▸ **Problem requirements**:
Print the reviewer comments on the glacier model study below in full, word for word.

▸ **Page extract**:
◇ ◇ ◇ ◇ ◇ ◇ ◇

L195: Please provide a short description of HORZYZON. Also, please cite the original publication, as required when using the code (Steger et al., 2022).
L 229: I might have missed it, but it is unclear to me how you distinguish between alpha_ice, alpha_firn, and alpha_snow based on the Landsat-based pixel data. How does this vary temporally and spatially?
L 254-258: Am I understanding correctly that “COSIPY model output” here does not only refer to mass balance, but also to other model outputs, such as the albedo simulated by the COSIPY albedo model (Eq. 5)? If so, the wording might be confusing.
L304: It would be helpful to already name LHS1 and LHS2 here (as defined in Table 1).
Figure 7: In the caption, it might improve readability to explicitly mention “ENS MEDIAN” and “95% CI”.
L 472: Typo
L510: Could you expand on what is meant by the “misrepresentation of surface albedo”? What do you think is the main issue here, for example, the simple decay-type albedo parameterization, limitations in the Landsat data (e.g., cloud cover leading to irregular observations or the 16-day revisit time), or something else?

◇ ◇ ◇ ◇ ◇ ◇ ◇

▸ **Entries provided**:
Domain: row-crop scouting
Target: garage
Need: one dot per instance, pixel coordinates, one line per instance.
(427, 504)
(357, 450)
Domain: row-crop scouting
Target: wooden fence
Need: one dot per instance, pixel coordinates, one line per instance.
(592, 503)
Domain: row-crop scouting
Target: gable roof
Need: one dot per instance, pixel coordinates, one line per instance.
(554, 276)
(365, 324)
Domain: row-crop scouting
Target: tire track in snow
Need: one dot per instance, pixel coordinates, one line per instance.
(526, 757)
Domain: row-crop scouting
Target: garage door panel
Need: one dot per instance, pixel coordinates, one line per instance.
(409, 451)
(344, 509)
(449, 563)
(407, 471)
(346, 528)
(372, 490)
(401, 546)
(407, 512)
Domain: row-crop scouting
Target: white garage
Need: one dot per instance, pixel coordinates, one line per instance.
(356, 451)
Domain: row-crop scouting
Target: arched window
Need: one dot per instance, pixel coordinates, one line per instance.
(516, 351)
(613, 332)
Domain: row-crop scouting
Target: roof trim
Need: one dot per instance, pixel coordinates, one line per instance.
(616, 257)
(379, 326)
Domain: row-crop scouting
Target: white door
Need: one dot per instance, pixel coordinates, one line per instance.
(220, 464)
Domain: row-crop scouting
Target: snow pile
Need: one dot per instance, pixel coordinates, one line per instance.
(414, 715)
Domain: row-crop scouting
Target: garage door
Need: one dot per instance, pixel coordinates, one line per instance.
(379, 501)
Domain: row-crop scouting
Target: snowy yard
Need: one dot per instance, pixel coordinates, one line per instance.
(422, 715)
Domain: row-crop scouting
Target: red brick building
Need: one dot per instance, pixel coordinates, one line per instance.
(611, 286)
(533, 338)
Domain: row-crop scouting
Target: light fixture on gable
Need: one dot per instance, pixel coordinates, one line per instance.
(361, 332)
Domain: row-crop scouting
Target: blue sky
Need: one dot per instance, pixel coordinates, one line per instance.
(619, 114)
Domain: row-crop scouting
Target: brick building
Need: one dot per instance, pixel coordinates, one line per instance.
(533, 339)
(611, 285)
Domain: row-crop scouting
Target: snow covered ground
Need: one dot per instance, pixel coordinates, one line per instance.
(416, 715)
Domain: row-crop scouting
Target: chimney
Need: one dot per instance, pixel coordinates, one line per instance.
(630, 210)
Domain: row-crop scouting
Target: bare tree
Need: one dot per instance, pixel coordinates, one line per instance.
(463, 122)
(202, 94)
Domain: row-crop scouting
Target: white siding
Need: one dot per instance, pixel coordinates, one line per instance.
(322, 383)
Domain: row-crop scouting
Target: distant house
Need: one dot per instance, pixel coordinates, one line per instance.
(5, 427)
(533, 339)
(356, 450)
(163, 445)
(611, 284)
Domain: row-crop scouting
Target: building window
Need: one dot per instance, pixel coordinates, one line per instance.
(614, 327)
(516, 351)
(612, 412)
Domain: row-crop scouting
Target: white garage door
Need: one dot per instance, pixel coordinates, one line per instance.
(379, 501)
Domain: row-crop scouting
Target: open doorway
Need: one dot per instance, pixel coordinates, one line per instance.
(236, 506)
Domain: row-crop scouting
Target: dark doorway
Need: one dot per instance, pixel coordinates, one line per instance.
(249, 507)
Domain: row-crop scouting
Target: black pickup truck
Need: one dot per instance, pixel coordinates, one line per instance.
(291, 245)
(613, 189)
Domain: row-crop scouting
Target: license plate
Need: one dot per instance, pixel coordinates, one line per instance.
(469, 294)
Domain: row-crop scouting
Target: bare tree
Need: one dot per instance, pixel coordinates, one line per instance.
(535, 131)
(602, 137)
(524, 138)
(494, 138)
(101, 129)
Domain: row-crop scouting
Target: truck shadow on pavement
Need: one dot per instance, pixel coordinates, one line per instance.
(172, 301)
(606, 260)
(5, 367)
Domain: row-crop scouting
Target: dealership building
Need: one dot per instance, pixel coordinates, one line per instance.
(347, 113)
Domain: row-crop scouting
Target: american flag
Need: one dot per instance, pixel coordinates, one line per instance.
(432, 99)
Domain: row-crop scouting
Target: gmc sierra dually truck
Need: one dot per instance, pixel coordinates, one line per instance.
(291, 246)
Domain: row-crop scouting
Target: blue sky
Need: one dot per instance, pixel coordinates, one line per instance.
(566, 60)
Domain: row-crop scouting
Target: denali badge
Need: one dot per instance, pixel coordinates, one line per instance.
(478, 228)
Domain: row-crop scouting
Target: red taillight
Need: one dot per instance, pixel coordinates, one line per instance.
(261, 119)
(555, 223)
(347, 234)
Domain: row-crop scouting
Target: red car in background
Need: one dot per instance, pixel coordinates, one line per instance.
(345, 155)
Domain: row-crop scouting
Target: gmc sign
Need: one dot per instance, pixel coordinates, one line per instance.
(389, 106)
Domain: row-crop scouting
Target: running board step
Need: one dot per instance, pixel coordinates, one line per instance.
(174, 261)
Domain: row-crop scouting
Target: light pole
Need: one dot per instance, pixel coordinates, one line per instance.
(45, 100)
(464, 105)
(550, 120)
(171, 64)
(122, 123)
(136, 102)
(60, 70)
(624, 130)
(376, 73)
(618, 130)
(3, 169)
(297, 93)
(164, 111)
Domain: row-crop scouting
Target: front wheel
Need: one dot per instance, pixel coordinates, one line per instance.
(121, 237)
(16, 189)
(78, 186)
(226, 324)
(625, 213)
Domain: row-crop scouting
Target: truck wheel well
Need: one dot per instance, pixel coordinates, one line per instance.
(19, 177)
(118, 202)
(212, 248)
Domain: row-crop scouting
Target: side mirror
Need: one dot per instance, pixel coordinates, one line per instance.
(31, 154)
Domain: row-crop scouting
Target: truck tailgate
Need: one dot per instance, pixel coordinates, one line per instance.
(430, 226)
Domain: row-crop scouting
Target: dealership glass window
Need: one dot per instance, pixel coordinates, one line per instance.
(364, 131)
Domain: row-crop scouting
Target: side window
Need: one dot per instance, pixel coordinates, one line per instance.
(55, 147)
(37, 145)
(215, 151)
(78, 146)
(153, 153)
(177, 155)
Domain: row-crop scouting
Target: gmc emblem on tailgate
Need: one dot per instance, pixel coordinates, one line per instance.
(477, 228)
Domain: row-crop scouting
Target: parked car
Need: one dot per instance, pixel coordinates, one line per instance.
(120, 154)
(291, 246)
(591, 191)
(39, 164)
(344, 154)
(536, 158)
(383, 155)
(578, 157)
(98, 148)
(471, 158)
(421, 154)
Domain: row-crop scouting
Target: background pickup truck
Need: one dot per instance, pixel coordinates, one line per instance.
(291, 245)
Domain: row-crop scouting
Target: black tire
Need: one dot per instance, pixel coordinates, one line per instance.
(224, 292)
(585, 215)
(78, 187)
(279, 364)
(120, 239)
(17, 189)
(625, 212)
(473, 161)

◇ ◇ ◇ ◇ ◇ ◇ ◇

▸ **Result of this exercise**:
L195: Please provide a short description of HORZYZON. Also, please cite the original publication, as required when using the code (Steger et al., 2022).
L 229: I might have missed it, but it is unclear to me how you distinguish between alpha_ice, alpha_firn, and alpha_snow based on the Landsat-based pixel data. How does this vary temporally and spatially?
L 254-258: Am I understanding correctly that “COSIPY model output” here does not only refer to mass balance, but also to other model outputs, such as the albedo simulated by the COSIPY albedo model (Eq. 5)? If so, the wording might be confusing.
L304: It would be helpful to already name LHS1 and LHS2 here (as defined in Table 1).
Figure 7: In the caption, it might improve readability to explicitly mention “ENS MEDIAN” and “95% CI”.
L 472: Typo
L510: Could you expand on what is meant by the “misrepresentation of surface albedo”? What do you think is the main issue here, for example, the simple decay-type albedo parameterization, limitations in the Landsat data (e.g., cloud cover leading to irregular observations or the 16-day revisit time), or something else?